KURZE AUFGABE 1 » Kannst du im Forumsthread über die gepachteten Fischweiher den Absatz, der mit „kurz zu mir.“ beginnt, als knappe Stichpunktliste wiedergeben und dabei alle wesentlichen Fakten behalten?
KURZE AUFGABE 2 » Wie könnte der Forumsthread über die gepachteten Fischweiher nach dem letzten Beitrag weitergehen? Führe ihn fort.

# Fischweiher gepachtet



## Weiher-Neuling (2. Juni 2015)

Guten Tag liebe Leut,

kurz zu mir. Heiße Dominik bin 28 Jahre alt und komme aus dem Freiburger Raum. Hab nun einen bzw 2 Fischweiher gepachtet. An den Weihern wurde 2 Jahre nichts gemacht. Sie waren auch leer (Einlauf umgeleitet) Seit letzten Donnerstag bin ich nun dran ihn wieder herzurichten. Hab ihn ausgemäht und angefangen wieder zu befüllen. Der kleine ist voll und der Große ist momentan ca 80cm tief. Ich denke man bekommt zwischen 120-150cm hin.

Der Zulauf kommt von einem Quellbach und hat laut Besitzer immer "Wasser". Er bekommt nur Abends Sonne ab. Liegt am Waldrand.


Nun zu meiner Frage:

Was könnte ich für Fische einsetzen?
Im Kleinen will ich Köderfische haben (Lauben,Rotaugen,Döbel etc)

Wenn ich noch was vergessen habe,sagt Bescheid


Hier mal ein paar Bilder. (Das Gras ist schon ausgerecht)


----------



## pateifel83 (2. Juni 2015)

*AW: Fischweiher gepachtet*

Hi und willkommen
Der Damm vom kleinen Weiher in den großen schaut mir bissl unsicher aus. Haltet der.
wie groß sind die Weiher und kannst du sagen wie viel Liter/sec du Zufluss hast
gruß


----------



## Weiher-Neuling (2. Juni 2015)

*AW: Fischweiher gepachtet*

Denke der hält  der Große drückt ja wenn er voll ist von der anderen Seite dagegen.

Ohje der große Weiher wird so 20x10m und eben 1,50m tief. Durchfluss vielleicht 2-3L/sek schätze ich. 

Nun hab ich ein Problem, dass wohl der Damm vom kleinen Weiher unten nicht ganz dicht ist. Ich hab da viel weniger Durchfluss. Bin am überlegen ob ich eine Folie in den kleinen reinlege (?)


----------



## Bachforelle 007 (2. Juni 2015)

*AW: Fischweiher gepachtet*

Ich denke mal Karpfen sind theoretisch möglich, die würden auch mal mit schwankenden Bedingungen wie Sauerstoff etc klar kommen 
Vllt auch Graskarpfen oder Schleien. 
Ist aber so uns so geil so ein kleiner Teich, aber wenn du ihn so frisch flutest würde ich denken, dass es besser ist ihn vor einem Besatz noch etwas ruhen zu lassen.

VORLIEGENDE DATEN »
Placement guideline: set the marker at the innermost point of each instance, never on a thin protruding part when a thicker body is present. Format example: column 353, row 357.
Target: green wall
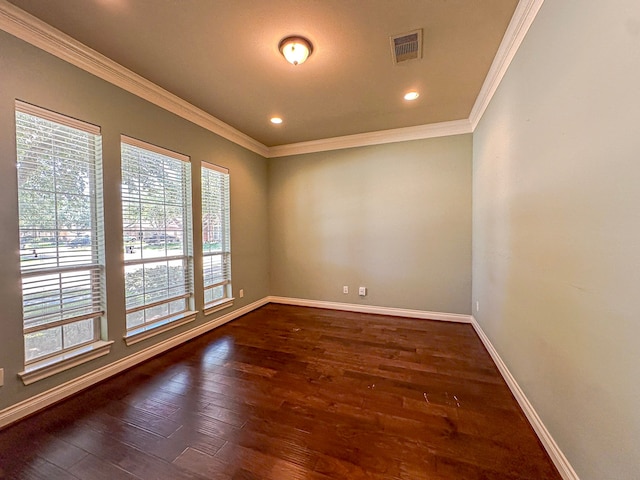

LÖSUNG 1 »
- Dominik, 28 Jahre, aus dem Freiburger Raum
- Hat zwei Fischweiher gepachtet
- An den Weihern wurde zwei Jahre nichts gemacht; sie waren leer, der Einlauf war umgeleitet.
- Seit letztem Donnerstag richtet er sie wieder her: ausgemäht, Befüllung begonnen.
- Der kleine Weiher ist voll, der große derzeit ca. 80 cm tief.
- Erwartete Endtiefe: etwa 120–150 cm

LÖSUNG 2 »
Dann hast du evtl auch schon Viehzeug drin und die Fische haben gleich was zu futtern 
Grüße, Bachforelle 007
PS: Besitzen auch ein paar kleinere Teiche und die Karpfen machen sich darin immer gut.


----------



## lausi97 (2. Juni 2015)

*AW: Fischweiher gepachtet*



Weiher-Neuling schrieb:


> Nun hab ich ein Problem, dass wohl der Damm vom kleinen Weiher unten nicht ganz dicht ist. Ich hab da viel weniger Durchfluss. Bin am überlegen ob ich eine Folie in den kleinen reinlege (?)



Kies oder Schotter wieder raus,und dann von der Sohle an mit Grasfrasen und Mutterboden den Damm aufbauen, dann wird das auch dicht.So wie es jetzt ist wird der wieder Brechen bzw. nie richtig dicht.


----------



## Weiher-Neuling (2. Juni 2015)

*AW: Fischweiher gepachtet*

Danke euch für die Antworten. Ist ja toll hier 

Bachflohkrebse sind schon massig drin, spricht ja von guter Wasserqualität. Im Großen sind etliche Kaulquappen.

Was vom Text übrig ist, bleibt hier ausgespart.